Outline records

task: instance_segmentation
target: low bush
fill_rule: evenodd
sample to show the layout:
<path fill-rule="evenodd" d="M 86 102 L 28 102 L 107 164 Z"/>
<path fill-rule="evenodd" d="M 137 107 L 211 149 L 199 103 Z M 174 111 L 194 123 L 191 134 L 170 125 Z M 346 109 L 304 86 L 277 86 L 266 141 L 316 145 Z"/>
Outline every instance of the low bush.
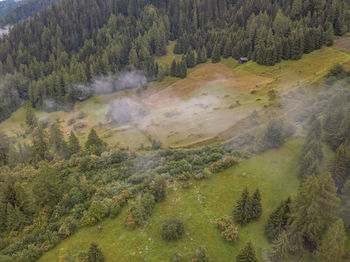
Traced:
<path fill-rule="evenodd" d="M 178 240 L 185 231 L 184 224 L 177 218 L 164 221 L 162 226 L 162 238 L 165 240 Z"/>

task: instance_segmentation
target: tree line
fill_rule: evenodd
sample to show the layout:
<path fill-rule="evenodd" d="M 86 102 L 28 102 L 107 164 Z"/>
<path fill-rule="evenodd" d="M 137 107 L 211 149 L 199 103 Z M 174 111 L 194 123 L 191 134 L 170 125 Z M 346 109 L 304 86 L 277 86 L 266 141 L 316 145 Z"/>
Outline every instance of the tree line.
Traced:
<path fill-rule="evenodd" d="M 0 40 L 0 75 L 19 79 L 14 99 L 1 88 L 11 102 L 0 101 L 0 120 L 21 100 L 69 109 L 81 95 L 76 84 L 130 67 L 159 79 L 184 77 L 186 67 L 208 58 L 247 56 L 264 65 L 299 59 L 347 32 L 348 10 L 340 0 L 53 2 Z M 166 54 L 169 40 L 184 55 L 176 68 L 155 59 Z"/>

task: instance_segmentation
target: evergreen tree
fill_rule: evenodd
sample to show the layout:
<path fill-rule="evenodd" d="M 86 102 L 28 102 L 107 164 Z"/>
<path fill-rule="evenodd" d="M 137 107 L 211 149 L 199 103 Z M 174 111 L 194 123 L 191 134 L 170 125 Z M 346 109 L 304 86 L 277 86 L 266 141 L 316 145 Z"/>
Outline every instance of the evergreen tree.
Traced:
<path fill-rule="evenodd" d="M 289 240 L 286 231 L 282 231 L 279 237 L 273 241 L 269 251 L 269 258 L 272 262 L 280 262 L 289 252 Z"/>
<path fill-rule="evenodd" d="M 292 232 L 307 244 L 317 245 L 340 209 L 337 188 L 329 173 L 309 176 L 301 185 L 292 211 Z M 322 204 L 320 204 L 322 203 Z"/>
<path fill-rule="evenodd" d="M 281 232 L 287 229 L 290 218 L 290 205 L 291 199 L 288 197 L 269 216 L 265 225 L 265 235 L 268 240 L 276 240 Z"/>
<path fill-rule="evenodd" d="M 80 151 L 80 144 L 78 138 L 75 136 L 74 132 L 70 132 L 68 141 L 68 150 L 71 155 L 76 154 Z"/>
<path fill-rule="evenodd" d="M 96 243 L 91 243 L 88 251 L 88 262 L 104 262 L 105 257 Z"/>
<path fill-rule="evenodd" d="M 56 153 L 61 152 L 61 145 L 63 141 L 63 132 L 58 120 L 50 127 L 49 143 Z"/>
<path fill-rule="evenodd" d="M 213 53 L 212 53 L 212 55 L 211 55 L 211 61 L 212 61 L 213 63 L 218 63 L 218 62 L 220 62 L 220 60 L 221 60 L 220 56 L 221 56 L 220 46 L 219 46 L 219 44 L 216 44 L 216 45 L 214 46 Z"/>
<path fill-rule="evenodd" d="M 341 194 L 341 218 L 347 230 L 350 230 L 350 178 L 346 182 Z"/>
<path fill-rule="evenodd" d="M 346 252 L 346 234 L 343 220 L 334 222 L 322 238 L 316 257 L 319 262 L 343 262 Z"/>
<path fill-rule="evenodd" d="M 339 146 L 328 168 L 335 185 L 338 190 L 341 190 L 350 177 L 350 146 L 348 143 Z"/>
<path fill-rule="evenodd" d="M 88 139 L 85 143 L 85 148 L 91 153 L 100 155 L 106 148 L 105 142 L 98 137 L 95 129 L 91 129 L 88 135 Z"/>
<path fill-rule="evenodd" d="M 33 133 L 33 146 L 35 152 L 41 157 L 41 159 L 45 159 L 45 154 L 48 150 L 46 133 L 41 127 L 37 127 Z"/>
<path fill-rule="evenodd" d="M 236 256 L 236 262 L 258 262 L 252 242 L 248 242 Z"/>
<path fill-rule="evenodd" d="M 248 189 L 245 188 L 233 210 L 233 219 L 237 224 L 244 226 L 250 222 L 251 214 L 251 197 Z"/>
<path fill-rule="evenodd" d="M 262 205 L 261 205 L 261 195 L 259 189 L 257 189 L 251 198 L 251 220 L 257 220 L 261 217 Z"/>
<path fill-rule="evenodd" d="M 5 165 L 8 161 L 10 145 L 7 135 L 0 131 L 0 166 Z"/>
<path fill-rule="evenodd" d="M 26 123 L 30 128 L 34 128 L 38 125 L 38 120 L 34 114 L 34 110 L 29 103 L 26 104 Z"/>
<path fill-rule="evenodd" d="M 177 73 L 177 63 L 176 63 L 176 60 L 175 60 L 175 59 L 174 59 L 173 62 L 171 63 L 170 76 L 172 76 L 172 77 L 178 76 L 178 73 Z"/>
<path fill-rule="evenodd" d="M 226 40 L 224 47 L 224 58 L 229 58 L 232 55 L 232 41 L 230 38 Z"/>

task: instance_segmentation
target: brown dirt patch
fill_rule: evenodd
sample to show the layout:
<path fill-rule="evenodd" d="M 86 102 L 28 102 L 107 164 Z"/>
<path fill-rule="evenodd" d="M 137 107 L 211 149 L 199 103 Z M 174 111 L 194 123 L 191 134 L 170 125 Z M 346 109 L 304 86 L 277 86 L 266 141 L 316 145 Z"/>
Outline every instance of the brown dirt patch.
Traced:
<path fill-rule="evenodd" d="M 221 63 L 205 64 L 190 73 L 185 79 L 152 94 L 145 100 L 145 104 L 151 107 L 160 107 L 214 84 L 234 88 L 238 92 L 249 93 L 251 90 L 272 81 L 272 78 L 257 76 L 242 69 L 232 70 Z"/>

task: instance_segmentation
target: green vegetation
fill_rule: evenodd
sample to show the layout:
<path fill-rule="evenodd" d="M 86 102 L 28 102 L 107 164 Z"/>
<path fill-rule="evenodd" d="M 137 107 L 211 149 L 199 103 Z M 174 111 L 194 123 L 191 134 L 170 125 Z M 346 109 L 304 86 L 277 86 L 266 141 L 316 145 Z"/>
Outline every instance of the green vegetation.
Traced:
<path fill-rule="evenodd" d="M 83 228 L 39 261 L 55 261 L 63 254 L 67 258 L 74 257 L 96 239 L 99 239 L 98 244 L 107 261 L 114 257 L 119 257 L 121 261 L 139 261 L 141 258 L 159 261 L 171 259 L 176 252 L 188 259 L 199 246 L 206 247 L 211 259 L 220 253 L 222 261 L 232 261 L 232 257 L 249 239 L 254 239 L 257 253 L 260 254 L 269 247 L 264 237 L 264 224 L 269 214 L 279 205 L 279 199 L 297 191 L 298 171 L 294 166 L 299 161 L 301 146 L 302 141 L 299 140 L 288 142 L 280 149 L 245 160 L 208 180 L 191 180 L 189 189 L 181 189 L 181 183 L 175 182 L 166 200 L 155 206 L 147 226 L 129 231 L 124 226 L 127 212 L 123 210 L 117 218 L 106 219 L 100 224 L 102 232 L 97 230 L 97 226 Z M 246 175 L 242 176 L 243 173 Z M 229 215 L 245 186 L 251 190 L 259 186 L 264 212 L 259 221 L 239 228 L 240 238 L 232 245 L 222 239 L 210 221 Z M 171 217 L 181 219 L 189 233 L 176 242 L 161 238 L 161 225 Z"/>

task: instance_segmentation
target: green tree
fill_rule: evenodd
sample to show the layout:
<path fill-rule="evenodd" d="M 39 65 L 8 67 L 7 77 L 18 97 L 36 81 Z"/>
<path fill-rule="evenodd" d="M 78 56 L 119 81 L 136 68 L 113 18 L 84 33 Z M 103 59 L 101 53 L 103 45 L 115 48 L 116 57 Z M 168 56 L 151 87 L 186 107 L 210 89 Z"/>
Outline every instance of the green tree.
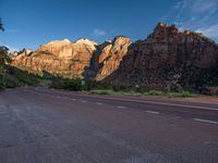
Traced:
<path fill-rule="evenodd" d="M 3 23 L 1 22 L 1 17 L 0 17 L 0 30 L 4 30 L 4 28 L 3 28 Z"/>
<path fill-rule="evenodd" d="M 11 61 L 8 51 L 9 49 L 7 47 L 0 47 L 0 89 L 4 89 L 5 65 Z"/>

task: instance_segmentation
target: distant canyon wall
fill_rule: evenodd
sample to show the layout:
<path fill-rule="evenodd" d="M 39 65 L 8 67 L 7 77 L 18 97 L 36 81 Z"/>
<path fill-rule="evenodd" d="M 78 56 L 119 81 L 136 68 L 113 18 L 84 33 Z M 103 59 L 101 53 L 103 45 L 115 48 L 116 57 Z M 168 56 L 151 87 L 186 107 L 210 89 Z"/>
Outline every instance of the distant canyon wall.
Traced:
<path fill-rule="evenodd" d="M 13 66 L 142 89 L 197 89 L 218 85 L 218 46 L 201 34 L 159 23 L 145 40 L 125 36 L 97 43 L 51 41 L 25 51 Z"/>

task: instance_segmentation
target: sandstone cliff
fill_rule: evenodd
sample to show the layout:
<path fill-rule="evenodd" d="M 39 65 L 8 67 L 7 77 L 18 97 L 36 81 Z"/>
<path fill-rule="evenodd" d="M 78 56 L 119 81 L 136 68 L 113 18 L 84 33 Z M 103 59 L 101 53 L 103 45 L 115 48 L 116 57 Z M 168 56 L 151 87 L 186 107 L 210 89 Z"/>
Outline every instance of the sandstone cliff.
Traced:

* _TASK INSTRUCTIONS_: Can you print the outline records from the very first line through the line containing "178 240 L 185", both ends included, and leave the pictures out?

* _FULL OUTPUT_:
task: instance_segmentation
target: low bush
fill_rule: evenodd
sample to show the layout:
<path fill-rule="evenodd" d="M 86 102 L 28 102 L 107 164 Z"/>
<path fill-rule="evenodd" d="M 137 107 L 211 149 L 199 103 Z M 174 111 L 194 123 L 191 134 L 170 125 Z M 346 109 L 304 86 L 277 86 L 266 141 L 316 145 Z"/>
Outline every instance of the low bush.
Traced:
<path fill-rule="evenodd" d="M 178 240 L 185 231 L 184 224 L 177 218 L 164 221 L 162 226 L 162 238 L 165 240 Z"/>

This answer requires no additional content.